▶ **Exercise task**: Retype word for word everything in the Postgres benchmark post below from "- the o3_native_lto" down to "q500.1, q1000.1 below)".

▶ **Document extract**:
++++++
This has results for Postgres vs the insert benchmark on a big server. My previous post had results for a small server. The goals are to look for performance changes from PG version 11 to 15 and to determine the impact of compiler optimizations. The context here is a cached workload (reads from cache, writes to storage) with high concurrency.
tl;dr
- See the Most Important Disclaimer here
- I accept that tuning might be required to improve throughput and/or reduce response time variance, but I am also wary of a DBMS that requires too much per-workload tuning.
- The insert rate for l.i1 drops from (420k/s, 400k/s) when the database is cached by Postgres to (150k/s, 200k/s) when the database is cached by the OS but not by Postgres. The two numbers are for (20 tables, 1 table). I don't think this is a problem, but I document it here for comparisons with other DBMS.
- Per-second response time and insert rates for l.i1 show much variance, aka write stalls. I have yet to explain what causes this. The variance is visible but not as significant for l.i0.
- the o3_native_lto build has the best perf but the benefit isn't as large here as it was on the small server. The benefit was <= 3% for writes and <= 5% for reads
- I ignore the create index benchmark step (see l.x below)
- For the configuration with a table per client
- For inserts without secondary indexes version 15.2 is ~2% slower than 11.19 (see l.0 below)
- For inserts with secondary indexes version 15.2 is ~1% faster than 11.19 (see l.1 below)
- Reads are ~4% faster in version 12.14 than 11.19 and the perf has not changed since then (see q100.1, q500.1, q1000.1 below)
- For the configuration with all clients sharing one table
- For inserts without secondary indexes version 15.2 is ~4% slower than 11.19 (see l.0 below). This is slightly worse than the case above with a table per client.
- For inserts with secondary indexes perf is the same as above for a table per client
- Read perf is the same as above for a table per client
Benchmarks
The server is a c2-standard-60 from GCP with 30 cores, hyperthreads disabled, 240G RAM and 3T of NVMe (XFS, RAID 0 across 8 devices). Huge pages were enabled for all benchmark runs.
An overview of the insert benchmark is here and here. The insert benchmark was run for a cached database with 20 clients. The read+write steps (q100.1, q500.1, q1000.1) were run for 1800 seconds each.
++++++
▶ **Data records**:
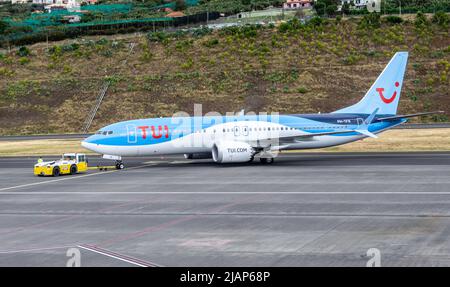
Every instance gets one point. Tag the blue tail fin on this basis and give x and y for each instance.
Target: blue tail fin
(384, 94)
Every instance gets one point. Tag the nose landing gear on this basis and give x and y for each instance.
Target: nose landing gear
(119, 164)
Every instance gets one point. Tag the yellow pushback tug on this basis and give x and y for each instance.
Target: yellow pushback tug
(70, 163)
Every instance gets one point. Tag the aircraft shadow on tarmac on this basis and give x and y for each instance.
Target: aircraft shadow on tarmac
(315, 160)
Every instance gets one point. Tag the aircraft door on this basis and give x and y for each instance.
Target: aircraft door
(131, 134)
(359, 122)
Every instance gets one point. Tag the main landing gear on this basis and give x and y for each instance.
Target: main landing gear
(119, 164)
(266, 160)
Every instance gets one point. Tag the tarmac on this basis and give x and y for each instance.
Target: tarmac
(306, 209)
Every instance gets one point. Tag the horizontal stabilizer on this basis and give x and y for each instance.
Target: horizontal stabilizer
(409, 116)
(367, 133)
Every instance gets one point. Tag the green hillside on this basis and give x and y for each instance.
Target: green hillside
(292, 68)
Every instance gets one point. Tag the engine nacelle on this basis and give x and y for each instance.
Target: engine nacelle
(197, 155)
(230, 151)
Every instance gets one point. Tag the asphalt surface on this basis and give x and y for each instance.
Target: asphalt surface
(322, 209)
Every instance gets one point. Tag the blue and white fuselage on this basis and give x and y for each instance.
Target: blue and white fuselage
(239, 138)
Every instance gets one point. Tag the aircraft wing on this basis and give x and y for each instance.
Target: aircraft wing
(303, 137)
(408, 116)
++++++
▶ **Completed exercise**:
- the o3_native_lto build has the best perf but the benefit isn't as large here as it was on the small server. The benefit was <= 3% for writes and <= 5% for reads
- I ignore the create index benchmark step (see l.x below)
- For the configuration with a table per client
- For inserts without secondary indexes version 15.2 is ~2% slower than 11.19 (see l.0 below)
- For inserts with secondary indexes version 15.2 is ~1% faster than 11.19 (see l.1 below)
- Reads are ~4% faster in version 12.14 than 11.19 and the perf has not changed since then (see q100.1, q500.1, q1000.1 below)